■ **Work task**:
Once you find the line containing "Find the stadium", output it and every line after it to the end of the records, exactly.

*** Opening Supplied data ***

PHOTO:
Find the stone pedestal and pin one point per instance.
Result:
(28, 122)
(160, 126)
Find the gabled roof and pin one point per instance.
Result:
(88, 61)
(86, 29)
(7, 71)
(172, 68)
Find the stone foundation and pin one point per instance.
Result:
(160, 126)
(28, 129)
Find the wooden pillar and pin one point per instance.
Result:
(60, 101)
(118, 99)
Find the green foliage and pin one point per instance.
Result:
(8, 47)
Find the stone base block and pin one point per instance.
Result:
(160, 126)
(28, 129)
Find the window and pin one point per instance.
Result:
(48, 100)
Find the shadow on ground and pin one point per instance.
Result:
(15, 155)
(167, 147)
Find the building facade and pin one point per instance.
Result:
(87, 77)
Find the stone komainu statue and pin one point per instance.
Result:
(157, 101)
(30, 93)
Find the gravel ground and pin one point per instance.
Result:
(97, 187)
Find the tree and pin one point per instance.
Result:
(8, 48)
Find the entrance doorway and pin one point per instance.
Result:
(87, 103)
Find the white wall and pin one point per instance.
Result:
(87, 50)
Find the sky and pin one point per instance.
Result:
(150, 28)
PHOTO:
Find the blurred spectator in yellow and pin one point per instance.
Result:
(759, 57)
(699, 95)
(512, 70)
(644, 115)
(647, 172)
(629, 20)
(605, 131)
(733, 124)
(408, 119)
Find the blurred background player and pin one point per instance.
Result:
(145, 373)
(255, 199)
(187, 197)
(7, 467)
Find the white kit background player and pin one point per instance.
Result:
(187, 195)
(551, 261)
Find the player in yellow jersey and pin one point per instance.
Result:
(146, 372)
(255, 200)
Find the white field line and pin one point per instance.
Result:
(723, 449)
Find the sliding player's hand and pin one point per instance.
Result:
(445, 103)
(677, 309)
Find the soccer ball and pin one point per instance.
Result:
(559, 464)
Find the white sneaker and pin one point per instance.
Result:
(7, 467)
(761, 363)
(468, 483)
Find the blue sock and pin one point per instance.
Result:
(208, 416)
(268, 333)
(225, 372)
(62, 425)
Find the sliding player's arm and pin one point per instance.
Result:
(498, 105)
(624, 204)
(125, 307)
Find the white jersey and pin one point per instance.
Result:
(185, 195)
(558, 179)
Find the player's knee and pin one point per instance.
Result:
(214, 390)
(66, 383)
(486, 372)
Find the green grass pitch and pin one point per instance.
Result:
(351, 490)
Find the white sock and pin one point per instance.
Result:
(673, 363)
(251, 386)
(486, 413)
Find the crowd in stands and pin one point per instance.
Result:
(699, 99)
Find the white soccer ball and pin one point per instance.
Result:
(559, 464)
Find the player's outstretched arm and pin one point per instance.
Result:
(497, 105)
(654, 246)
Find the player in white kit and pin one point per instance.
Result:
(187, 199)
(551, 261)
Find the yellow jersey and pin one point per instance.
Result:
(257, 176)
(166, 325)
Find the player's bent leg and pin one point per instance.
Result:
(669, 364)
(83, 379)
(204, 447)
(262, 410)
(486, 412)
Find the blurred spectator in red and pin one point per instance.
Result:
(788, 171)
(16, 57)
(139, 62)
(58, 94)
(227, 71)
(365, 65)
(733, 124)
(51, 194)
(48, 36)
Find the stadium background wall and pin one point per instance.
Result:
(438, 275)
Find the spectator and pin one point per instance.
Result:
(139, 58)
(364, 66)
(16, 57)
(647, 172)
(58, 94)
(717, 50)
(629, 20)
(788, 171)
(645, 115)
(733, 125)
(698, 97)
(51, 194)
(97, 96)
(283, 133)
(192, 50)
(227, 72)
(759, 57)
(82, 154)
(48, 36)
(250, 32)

*** Closing Supplied data ***

■ **Result of the exercise**:
Find the stadium background wall and pin one point per instance.
Result:
(438, 275)
Find the spectator and pin one point per instance.
Result:
(139, 58)
(364, 66)
(16, 57)
(647, 172)
(58, 94)
(717, 50)
(629, 20)
(788, 171)
(645, 115)
(733, 125)
(698, 97)
(51, 194)
(97, 96)
(283, 133)
(192, 50)
(227, 72)
(759, 57)
(82, 154)
(48, 36)
(250, 32)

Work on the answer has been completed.